◆ THE EXERCISE ◆
Copy out the entries below word for word, starting with the line that contains "Mark every instance of the haze" and continuing through the final line of the entries.

◆ SUPPLIED RECORDS ◆
>> BEGIN
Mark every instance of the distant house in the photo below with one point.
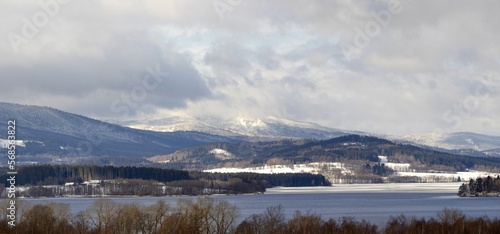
(91, 182)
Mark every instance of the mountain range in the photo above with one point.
(272, 128)
(49, 132)
(50, 135)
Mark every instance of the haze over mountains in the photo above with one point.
(51, 132)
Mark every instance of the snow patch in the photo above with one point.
(222, 154)
(314, 168)
(4, 144)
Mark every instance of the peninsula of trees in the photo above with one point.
(481, 187)
(64, 180)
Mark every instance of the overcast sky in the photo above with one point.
(395, 67)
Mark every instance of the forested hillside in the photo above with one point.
(487, 186)
(60, 180)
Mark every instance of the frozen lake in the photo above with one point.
(373, 202)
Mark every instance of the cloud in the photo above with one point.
(415, 71)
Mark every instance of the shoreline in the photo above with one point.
(446, 188)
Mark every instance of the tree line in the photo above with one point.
(49, 181)
(486, 186)
(206, 215)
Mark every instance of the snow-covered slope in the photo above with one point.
(49, 131)
(271, 127)
(460, 142)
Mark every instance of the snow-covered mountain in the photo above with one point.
(51, 132)
(274, 128)
(467, 143)
(260, 128)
>> END
◆ OUTPUT OF THE TASK ◆
Mark every instance of the haze over mountains in the photo above with one point.
(51, 132)
Mark every instance of the snow patch in the photo above with one point.
(222, 154)
(314, 168)
(4, 144)
Mark every instance of the peninsula of trees in the photo above with one point.
(481, 187)
(64, 180)
Mark every instance of the overcast sky in the photo above with one point.
(395, 67)
Mark every instance of the forested hillside in the photo above with one point.
(487, 186)
(60, 180)
Mark every instance of the frozen lake in the photo above with one point.
(373, 202)
Mark every instance of the cloud in the photo above with one point.
(415, 71)
Mark every instance of the shoreline in the photo above with one point.
(446, 188)
Mark every instance of the tree line in the photo above with one point.
(49, 181)
(486, 186)
(206, 215)
Mark every instance of the snow-covered slope in the photo above with one point.
(49, 131)
(271, 127)
(460, 142)
Mark every instance of the snow-covered mountain in the photo above with one point.
(51, 132)
(274, 128)
(467, 143)
(260, 128)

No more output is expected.